▸ Excerpt provided:
::::::::::

Intellectual Property Rights
4.1. Your License Grant to @llhostes
You hereby grant to @llhostes a non-exclusive, worldwide,
and royalty-free license for the Initial Term and any Renewal
Term to use your content as necessary for the purposes of
rendering and operating the Services to you under this Agreement.
You expressly (a) grant to @llhostes a license to cache
materials distributed or made available for distribution
via the Services, including content supplied by third parties,
and (b) agree that such caching is not an infringement of
any of your intellectual property rights or any third party's
intellectual property rights.
4.2. @llhostes Materials and Intellectual Property
All materials, including but not limited to any computer
software (in object code and source code form), data or
information developed or provided by @llhostes or its suppliers
or agents pursuant to this Agreement, and any know-how,
methodologies, equipment, or processes used by @llhostes
to provide the Services to you, including, without limitation,
all copyrights, trademarks, patents, trade secrets and other
proprietary rights are and will remain the sole and exclusive
property of @llhostes or its suppliers, including but not
limited to any software programs, inventions, products and/or
technology innovations and methodologies utilized, developed,
or disclosed by @llhostes during the term of this Agreement.
Unauthorized copying, reverse engineering, decompiling,
and creating derivative works based on the any such software
is expressly forbidden except as permitted in this Agreement.
You may be held legally responsible for violation of any
patent rights, copyright or trade secret rights that is
caused or encouraged by failure to abide by the terms of
this Agreement.

::::::::::

▸ Jobs:
a. According to the intellectual property terms above, why does the customer grant @llhostes a license to use their content?
b. Per the intellectual property terms above, for what period does the customer's license grant to @llhostes run?

::::::::::

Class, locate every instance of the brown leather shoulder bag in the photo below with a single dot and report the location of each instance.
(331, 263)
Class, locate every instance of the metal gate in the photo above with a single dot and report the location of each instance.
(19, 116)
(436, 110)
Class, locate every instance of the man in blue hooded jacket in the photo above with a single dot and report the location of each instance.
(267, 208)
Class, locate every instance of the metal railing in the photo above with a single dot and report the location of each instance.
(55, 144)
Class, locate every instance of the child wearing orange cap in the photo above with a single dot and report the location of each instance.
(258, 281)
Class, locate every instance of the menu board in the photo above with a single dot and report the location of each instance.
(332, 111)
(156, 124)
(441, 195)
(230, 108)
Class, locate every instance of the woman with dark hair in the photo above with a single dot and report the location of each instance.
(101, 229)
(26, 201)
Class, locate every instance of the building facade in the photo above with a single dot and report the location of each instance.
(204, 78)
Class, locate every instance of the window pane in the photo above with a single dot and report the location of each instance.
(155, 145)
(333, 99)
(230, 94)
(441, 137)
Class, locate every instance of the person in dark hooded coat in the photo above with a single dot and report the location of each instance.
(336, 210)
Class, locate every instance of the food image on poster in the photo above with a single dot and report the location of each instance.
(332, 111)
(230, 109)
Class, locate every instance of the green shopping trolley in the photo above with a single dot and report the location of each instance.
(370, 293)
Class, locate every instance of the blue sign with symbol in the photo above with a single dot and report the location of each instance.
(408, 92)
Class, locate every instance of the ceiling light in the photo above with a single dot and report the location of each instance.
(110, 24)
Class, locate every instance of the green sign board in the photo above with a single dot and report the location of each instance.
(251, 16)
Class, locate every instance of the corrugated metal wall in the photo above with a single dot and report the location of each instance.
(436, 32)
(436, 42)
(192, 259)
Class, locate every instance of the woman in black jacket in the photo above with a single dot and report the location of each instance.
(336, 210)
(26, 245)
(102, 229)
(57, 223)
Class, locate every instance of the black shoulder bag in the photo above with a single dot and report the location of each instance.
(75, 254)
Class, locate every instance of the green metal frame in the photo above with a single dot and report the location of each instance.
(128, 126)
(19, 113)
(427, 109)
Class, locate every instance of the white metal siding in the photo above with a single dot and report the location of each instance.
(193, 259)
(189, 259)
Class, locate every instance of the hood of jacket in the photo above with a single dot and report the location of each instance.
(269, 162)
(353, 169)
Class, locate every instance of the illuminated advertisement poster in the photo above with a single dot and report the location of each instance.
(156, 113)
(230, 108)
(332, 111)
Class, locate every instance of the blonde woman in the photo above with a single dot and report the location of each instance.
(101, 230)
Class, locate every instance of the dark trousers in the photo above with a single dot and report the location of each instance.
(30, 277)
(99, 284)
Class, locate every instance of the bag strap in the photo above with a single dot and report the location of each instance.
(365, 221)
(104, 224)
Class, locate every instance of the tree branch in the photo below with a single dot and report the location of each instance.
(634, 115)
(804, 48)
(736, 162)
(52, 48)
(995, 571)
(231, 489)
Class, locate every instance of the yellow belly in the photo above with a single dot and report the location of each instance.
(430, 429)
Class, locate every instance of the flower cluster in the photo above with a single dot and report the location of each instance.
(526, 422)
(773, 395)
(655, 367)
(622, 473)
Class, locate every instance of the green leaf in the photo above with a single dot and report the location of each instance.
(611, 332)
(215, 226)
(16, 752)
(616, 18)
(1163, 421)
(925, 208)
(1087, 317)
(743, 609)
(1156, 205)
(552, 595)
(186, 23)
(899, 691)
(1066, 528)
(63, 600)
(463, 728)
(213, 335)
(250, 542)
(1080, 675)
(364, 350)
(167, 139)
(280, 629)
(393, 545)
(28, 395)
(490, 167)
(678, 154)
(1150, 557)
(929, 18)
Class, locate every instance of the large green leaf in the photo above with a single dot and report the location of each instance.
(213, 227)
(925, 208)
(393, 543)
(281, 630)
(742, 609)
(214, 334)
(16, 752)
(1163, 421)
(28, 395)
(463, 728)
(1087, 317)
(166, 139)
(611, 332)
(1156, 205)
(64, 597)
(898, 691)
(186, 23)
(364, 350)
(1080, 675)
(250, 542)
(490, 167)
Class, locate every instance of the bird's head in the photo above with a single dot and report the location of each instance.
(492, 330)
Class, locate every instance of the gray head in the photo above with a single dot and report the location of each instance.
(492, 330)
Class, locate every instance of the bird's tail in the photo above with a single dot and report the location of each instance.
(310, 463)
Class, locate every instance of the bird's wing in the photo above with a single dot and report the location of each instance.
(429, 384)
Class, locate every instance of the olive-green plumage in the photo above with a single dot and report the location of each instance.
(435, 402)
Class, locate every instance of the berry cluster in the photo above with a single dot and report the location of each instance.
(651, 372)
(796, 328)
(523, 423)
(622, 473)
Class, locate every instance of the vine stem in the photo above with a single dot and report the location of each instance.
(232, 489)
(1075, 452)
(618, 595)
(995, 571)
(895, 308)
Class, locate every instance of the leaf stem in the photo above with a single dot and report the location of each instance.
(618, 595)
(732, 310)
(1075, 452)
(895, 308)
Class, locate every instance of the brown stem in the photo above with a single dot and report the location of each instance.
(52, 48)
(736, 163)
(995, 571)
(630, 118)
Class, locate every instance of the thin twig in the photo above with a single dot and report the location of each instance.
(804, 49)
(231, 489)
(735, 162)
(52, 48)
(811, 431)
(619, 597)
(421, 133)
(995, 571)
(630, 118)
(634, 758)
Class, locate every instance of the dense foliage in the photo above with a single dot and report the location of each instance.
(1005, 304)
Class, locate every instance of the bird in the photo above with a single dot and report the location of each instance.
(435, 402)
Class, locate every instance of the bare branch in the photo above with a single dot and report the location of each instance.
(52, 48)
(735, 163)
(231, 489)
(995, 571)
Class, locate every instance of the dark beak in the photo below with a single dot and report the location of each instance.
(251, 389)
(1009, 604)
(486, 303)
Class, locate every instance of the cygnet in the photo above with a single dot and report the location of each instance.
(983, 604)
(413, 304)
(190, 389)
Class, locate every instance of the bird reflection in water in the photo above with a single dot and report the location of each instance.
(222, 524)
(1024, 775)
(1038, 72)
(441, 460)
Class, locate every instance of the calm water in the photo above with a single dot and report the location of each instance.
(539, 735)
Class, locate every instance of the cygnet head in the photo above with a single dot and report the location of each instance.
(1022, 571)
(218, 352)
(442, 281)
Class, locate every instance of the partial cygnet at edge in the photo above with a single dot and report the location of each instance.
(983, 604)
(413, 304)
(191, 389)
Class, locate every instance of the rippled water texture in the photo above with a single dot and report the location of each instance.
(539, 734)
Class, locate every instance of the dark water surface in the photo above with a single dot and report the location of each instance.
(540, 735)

::::::::::

▸ Answer list:
a. The customer grants the license so that @llhostes can use the content as necessary to render and operate the Services for the customer under the Agreement.

b. It runs for the Initial Term and any Renewal Term.